* [What to work on] Write each line exactly, from the line that holds "Tag every instance of the black jacket" through the final line of the material, and no other line.
--- START Exercise input ---
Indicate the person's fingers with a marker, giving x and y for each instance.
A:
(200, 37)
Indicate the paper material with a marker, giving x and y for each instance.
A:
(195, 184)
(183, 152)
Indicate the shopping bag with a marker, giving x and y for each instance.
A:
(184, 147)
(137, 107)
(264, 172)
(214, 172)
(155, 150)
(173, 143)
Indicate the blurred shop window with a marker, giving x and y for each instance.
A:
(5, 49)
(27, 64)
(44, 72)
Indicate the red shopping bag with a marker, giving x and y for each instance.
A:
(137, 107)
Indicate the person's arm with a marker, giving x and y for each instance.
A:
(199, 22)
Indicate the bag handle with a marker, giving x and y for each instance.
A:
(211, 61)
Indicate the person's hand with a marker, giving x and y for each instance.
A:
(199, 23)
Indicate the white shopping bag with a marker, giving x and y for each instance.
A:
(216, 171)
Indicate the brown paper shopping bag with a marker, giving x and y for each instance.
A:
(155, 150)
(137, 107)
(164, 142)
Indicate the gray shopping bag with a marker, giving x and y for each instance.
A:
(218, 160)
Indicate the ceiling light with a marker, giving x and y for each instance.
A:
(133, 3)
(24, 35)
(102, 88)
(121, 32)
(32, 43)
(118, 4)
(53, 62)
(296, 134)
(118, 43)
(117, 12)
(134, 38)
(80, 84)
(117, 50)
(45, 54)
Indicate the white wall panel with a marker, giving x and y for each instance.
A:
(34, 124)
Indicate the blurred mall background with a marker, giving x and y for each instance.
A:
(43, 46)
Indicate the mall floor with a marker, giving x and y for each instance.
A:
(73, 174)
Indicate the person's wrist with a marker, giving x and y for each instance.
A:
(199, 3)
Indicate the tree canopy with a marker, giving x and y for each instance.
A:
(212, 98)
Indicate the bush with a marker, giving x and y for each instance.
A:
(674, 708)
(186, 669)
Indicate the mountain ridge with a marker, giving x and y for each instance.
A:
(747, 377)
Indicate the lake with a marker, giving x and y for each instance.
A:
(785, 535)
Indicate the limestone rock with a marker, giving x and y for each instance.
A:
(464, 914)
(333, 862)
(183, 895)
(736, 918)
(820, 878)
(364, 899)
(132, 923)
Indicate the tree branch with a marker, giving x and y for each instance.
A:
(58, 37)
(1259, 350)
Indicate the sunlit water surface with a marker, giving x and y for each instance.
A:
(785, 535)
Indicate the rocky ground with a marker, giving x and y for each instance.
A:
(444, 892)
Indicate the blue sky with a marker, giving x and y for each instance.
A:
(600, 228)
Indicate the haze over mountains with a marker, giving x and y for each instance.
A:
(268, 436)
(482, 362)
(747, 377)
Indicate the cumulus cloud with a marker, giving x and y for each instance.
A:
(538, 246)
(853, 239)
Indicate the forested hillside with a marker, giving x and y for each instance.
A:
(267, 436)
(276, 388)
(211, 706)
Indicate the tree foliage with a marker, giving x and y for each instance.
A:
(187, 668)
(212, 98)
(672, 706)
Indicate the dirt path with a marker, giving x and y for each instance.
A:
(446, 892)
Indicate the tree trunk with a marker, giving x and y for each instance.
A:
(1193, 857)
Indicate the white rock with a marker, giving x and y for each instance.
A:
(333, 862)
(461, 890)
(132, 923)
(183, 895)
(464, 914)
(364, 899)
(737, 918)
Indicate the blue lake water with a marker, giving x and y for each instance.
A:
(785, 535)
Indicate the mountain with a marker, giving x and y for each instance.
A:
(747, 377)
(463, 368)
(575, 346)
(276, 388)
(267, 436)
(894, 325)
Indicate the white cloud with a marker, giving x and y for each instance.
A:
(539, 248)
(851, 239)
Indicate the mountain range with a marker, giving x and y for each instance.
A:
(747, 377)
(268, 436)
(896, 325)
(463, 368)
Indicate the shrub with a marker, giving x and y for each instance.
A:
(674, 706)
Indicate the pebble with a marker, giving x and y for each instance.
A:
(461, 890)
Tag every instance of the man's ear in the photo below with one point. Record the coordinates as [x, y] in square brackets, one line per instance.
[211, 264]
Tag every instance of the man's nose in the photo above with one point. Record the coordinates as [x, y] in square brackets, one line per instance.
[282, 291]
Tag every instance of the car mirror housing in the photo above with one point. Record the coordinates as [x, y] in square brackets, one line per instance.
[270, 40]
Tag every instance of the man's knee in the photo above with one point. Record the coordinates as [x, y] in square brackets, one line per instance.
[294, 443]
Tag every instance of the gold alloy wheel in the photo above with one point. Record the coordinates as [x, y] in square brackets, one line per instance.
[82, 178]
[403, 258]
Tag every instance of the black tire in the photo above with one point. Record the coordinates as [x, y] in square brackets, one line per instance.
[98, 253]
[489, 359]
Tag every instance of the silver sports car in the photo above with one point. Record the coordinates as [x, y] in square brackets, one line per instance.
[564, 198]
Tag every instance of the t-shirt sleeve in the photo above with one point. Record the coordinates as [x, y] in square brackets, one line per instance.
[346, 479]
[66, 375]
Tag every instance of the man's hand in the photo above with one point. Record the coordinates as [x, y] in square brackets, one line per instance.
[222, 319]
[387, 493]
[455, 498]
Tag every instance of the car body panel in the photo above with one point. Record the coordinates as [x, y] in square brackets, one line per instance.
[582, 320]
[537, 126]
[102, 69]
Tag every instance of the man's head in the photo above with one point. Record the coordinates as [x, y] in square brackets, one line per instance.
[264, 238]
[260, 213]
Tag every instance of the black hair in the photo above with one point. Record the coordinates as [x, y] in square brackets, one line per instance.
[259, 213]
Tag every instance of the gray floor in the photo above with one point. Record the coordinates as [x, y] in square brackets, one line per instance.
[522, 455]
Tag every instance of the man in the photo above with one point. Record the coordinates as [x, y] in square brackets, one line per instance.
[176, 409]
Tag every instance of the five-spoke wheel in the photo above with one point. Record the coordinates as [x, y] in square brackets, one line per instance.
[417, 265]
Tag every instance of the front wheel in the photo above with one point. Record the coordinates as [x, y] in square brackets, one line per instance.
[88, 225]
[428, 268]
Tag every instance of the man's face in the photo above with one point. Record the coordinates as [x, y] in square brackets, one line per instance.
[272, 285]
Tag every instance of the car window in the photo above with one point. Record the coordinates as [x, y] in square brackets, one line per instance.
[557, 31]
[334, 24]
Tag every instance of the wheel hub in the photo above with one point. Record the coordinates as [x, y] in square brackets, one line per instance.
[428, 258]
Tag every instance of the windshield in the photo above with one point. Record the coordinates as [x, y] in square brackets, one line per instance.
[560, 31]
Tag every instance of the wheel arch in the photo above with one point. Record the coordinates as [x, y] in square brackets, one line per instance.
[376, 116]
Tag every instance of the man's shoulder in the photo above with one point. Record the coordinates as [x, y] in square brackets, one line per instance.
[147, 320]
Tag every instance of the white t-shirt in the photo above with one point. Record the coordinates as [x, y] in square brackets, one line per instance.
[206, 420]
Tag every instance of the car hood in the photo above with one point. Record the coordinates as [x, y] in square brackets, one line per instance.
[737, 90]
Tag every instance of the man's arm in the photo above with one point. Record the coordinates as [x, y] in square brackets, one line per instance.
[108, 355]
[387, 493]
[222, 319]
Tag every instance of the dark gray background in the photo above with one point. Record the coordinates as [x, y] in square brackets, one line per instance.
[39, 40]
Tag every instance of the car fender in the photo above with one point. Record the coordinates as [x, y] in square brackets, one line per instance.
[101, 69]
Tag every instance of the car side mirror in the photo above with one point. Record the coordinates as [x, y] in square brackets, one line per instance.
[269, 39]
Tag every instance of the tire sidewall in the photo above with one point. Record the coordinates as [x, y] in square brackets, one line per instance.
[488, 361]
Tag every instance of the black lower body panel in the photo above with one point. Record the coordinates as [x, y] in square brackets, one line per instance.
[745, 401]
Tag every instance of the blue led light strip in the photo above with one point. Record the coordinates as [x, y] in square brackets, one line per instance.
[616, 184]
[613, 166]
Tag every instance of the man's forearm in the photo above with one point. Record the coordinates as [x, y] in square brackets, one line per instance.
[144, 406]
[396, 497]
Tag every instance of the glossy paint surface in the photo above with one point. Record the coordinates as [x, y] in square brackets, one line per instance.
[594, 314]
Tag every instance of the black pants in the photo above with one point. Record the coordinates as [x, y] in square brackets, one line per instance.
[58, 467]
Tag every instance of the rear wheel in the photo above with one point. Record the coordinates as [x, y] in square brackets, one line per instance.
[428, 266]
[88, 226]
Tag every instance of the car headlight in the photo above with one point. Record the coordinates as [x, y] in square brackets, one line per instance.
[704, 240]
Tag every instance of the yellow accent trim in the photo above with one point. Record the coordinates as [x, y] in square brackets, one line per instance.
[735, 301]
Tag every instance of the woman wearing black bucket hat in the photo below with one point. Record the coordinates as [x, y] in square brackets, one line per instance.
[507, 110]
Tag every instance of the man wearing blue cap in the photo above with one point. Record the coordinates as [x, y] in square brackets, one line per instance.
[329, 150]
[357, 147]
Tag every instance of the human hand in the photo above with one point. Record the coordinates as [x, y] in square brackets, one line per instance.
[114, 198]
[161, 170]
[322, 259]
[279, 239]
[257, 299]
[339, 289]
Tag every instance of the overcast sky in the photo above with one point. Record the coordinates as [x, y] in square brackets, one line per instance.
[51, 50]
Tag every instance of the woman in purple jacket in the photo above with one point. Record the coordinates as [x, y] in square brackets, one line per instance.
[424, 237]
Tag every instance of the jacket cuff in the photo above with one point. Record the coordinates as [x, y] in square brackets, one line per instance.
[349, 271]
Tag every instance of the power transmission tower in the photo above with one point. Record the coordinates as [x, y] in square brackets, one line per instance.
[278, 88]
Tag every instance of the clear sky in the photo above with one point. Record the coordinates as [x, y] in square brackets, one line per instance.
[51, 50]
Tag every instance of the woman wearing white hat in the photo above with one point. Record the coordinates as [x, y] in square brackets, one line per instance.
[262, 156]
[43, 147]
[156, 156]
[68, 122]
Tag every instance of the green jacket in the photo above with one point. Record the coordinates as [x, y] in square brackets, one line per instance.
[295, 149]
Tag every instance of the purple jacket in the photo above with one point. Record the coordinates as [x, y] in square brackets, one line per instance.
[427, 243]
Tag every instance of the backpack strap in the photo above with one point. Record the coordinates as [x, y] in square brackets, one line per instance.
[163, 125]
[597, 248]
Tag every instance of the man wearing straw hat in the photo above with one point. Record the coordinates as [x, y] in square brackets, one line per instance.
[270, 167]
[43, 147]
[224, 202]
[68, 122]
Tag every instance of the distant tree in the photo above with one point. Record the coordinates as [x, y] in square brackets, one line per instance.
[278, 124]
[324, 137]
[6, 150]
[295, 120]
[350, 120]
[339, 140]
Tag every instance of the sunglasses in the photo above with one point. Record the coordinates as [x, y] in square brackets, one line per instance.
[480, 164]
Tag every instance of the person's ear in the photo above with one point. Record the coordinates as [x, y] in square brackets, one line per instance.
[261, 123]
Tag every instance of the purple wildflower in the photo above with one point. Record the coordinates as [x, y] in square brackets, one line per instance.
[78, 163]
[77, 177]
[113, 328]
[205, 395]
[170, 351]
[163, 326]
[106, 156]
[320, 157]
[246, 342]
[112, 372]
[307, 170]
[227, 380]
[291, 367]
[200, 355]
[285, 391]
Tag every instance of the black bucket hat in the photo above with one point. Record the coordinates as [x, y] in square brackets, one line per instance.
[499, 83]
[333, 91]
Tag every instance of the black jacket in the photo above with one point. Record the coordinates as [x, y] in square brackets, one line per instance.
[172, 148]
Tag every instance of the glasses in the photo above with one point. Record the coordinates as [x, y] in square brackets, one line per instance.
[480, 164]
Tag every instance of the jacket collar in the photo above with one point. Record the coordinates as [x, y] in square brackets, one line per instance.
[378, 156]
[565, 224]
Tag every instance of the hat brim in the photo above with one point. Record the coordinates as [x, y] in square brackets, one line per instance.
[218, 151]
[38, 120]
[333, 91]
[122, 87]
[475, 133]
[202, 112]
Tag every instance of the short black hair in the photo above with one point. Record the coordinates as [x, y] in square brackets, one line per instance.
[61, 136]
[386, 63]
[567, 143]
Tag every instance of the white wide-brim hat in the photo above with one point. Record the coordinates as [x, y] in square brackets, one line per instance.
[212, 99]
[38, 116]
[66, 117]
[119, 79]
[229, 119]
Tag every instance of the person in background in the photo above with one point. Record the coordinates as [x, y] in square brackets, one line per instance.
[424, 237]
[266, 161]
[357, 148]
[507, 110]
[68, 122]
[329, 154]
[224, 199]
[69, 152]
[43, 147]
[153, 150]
--- END Exercise input ---
* [Output for this task]
Tag every instance of the black jacket in the photo above with one point. Record the coordinates as [x, y] in square brackets, one line per instance.
[172, 148]
Tag every instance of the glasses in the photo above with one point. Record the coordinates as [x, y] in square brackets, one line per instance.
[480, 164]
Tag every instance of the jacket collar in the photo above with one point. Record the coordinates as [x, y] in square brackets, one line per instance.
[378, 156]
[565, 224]
Tag every instance of the hat brim in the photo above with one point. Record the coordinates as [x, y] in square brackets, one line per instance.
[218, 151]
[38, 120]
[333, 91]
[122, 87]
[475, 133]
[202, 112]
Tag every instance of the short black hair in the photo above with one point. Record the coordinates as [x, y] in square brackets, one line per instance.
[61, 136]
[386, 63]
[567, 143]
Tag every instance of the white wide-brim hat in the photo above with one point. Record the coordinates as [x, y] in square brackets, one line per instance.
[212, 99]
[38, 116]
[66, 117]
[119, 79]
[229, 119]
Tag every instance of the person in background in the photo above with one point. Record the coordinates as [x, y] in square brackets, one line per instance.
[424, 237]
[266, 161]
[357, 148]
[507, 110]
[68, 122]
[329, 154]
[224, 199]
[69, 152]
[43, 147]
[153, 150]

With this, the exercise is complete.